2021 Budget & Policy

Budget 2021-2022

The Legislative Women’s Caucus is requesting a $2 billion investment for child care to expand the number of children served by 200,000, implement child care reimbursement rate reform, waive family fees for all families, and modernize the administration of child care programs. 

Additionally, the Caucus is requesting a one-time appropriation of $310 million, over three years, for targeted job training for women. 

Read our letter here. 

Workplace Equity

SB 62 (Durazo)
Expands and strengthens enforcement of wage theft liability in the garment manufacturing industry, ensuring that retailers cannot use layers of contracting to avoid responsibility under the law. By eliminating the piece rate in the garment industry while still allowing for bonus and incentive payments, this bill ensures that workers are paid for all time spent working.

Access to Child Care/Family-Friendly Policies

AB 865 (Quirk-Silva)
Allows for family child care providers and centers to be reimbursed based on a family’s maximum certified hours of need and not based on attendance.  Further, it requires the State make direct deposit of contractor allocations and greater use of electronic communications to best support the needs of families.

^^^^^^^^^^^^^^^^

In the budget and policy text:
(a) By how many children would the requested $2 billion child care investment expand the number served?
(b) Over how many years would the one-time $310 million appropriation for job training for women be spread?
(c) Which bill eliminates the piece rate in the garment industry?
Rely only on the budget and policy text to answer.

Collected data
^^^^^^^^^^^^^^^^

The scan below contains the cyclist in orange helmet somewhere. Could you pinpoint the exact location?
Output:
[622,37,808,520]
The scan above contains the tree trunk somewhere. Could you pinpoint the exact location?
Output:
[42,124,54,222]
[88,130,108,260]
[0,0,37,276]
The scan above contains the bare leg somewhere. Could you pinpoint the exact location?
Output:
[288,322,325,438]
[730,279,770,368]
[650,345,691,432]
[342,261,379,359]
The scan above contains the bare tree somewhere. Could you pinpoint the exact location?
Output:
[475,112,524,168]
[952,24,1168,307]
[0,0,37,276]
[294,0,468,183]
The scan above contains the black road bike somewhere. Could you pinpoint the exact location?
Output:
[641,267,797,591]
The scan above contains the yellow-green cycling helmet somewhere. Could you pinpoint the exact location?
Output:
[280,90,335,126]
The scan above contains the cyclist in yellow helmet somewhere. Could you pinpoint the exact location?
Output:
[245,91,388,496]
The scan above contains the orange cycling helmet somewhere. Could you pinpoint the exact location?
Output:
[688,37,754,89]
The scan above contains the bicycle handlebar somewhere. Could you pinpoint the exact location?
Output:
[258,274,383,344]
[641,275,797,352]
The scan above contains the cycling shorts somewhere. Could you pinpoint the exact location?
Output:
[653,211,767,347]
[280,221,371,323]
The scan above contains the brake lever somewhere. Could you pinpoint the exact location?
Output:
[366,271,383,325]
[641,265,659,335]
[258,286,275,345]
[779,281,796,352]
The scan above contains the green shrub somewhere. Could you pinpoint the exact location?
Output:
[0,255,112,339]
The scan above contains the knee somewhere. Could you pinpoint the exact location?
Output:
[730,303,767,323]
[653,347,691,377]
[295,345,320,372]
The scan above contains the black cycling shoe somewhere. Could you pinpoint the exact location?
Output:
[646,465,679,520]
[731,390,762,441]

^^^^^^^^^^^^^^^^

* _Answer for this exercise_
(a) 200,000
(b) Three years
(c) SB 62 (Durazo)